+++ Given data +++

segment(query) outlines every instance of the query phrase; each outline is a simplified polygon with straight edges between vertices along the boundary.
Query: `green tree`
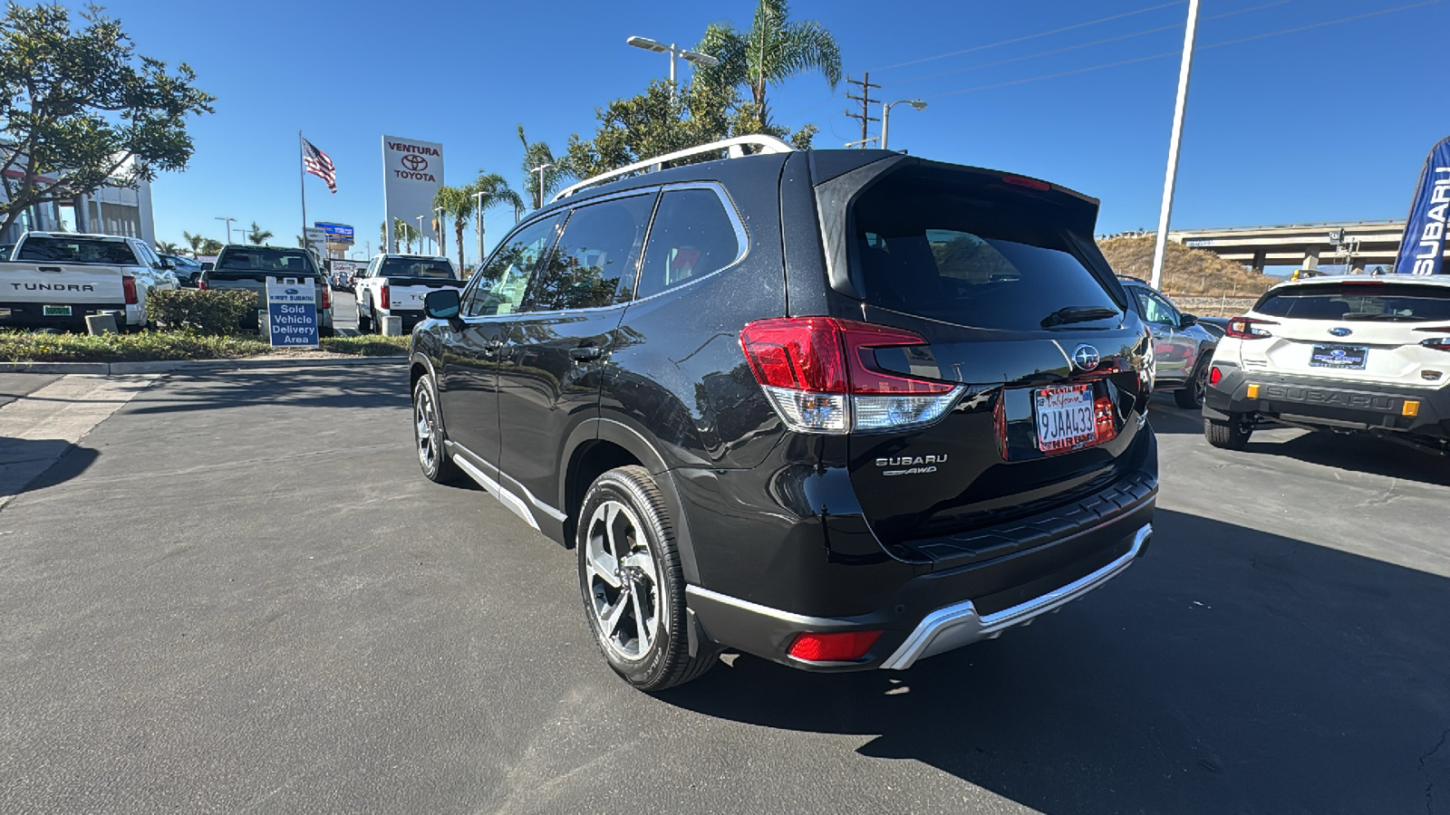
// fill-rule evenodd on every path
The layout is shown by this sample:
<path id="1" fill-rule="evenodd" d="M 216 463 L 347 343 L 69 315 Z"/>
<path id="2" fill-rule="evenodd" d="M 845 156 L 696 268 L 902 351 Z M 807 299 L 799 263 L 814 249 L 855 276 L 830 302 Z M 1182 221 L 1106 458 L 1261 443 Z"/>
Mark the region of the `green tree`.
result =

+++

__Problem details__.
Quote all of the records above word for word, omitting the pictures.

__Final result__.
segment(query) outlines every instance of the query phrase; each outline is a simplified polygon with straight edges between vertices along the boundary.
Query: `green tree`
// fill-rule evenodd on every path
The layout is shown by this sample:
<path id="1" fill-rule="evenodd" d="M 216 463 L 347 343 L 69 315 Z"/>
<path id="2" fill-rule="evenodd" d="M 845 156 L 696 268 L 902 351 Z M 807 299 L 799 263 L 814 249 L 855 276 L 830 302 Z M 1182 221 L 1106 458 L 1261 443 Z"/>
Mark the region of the `green tree`.
result =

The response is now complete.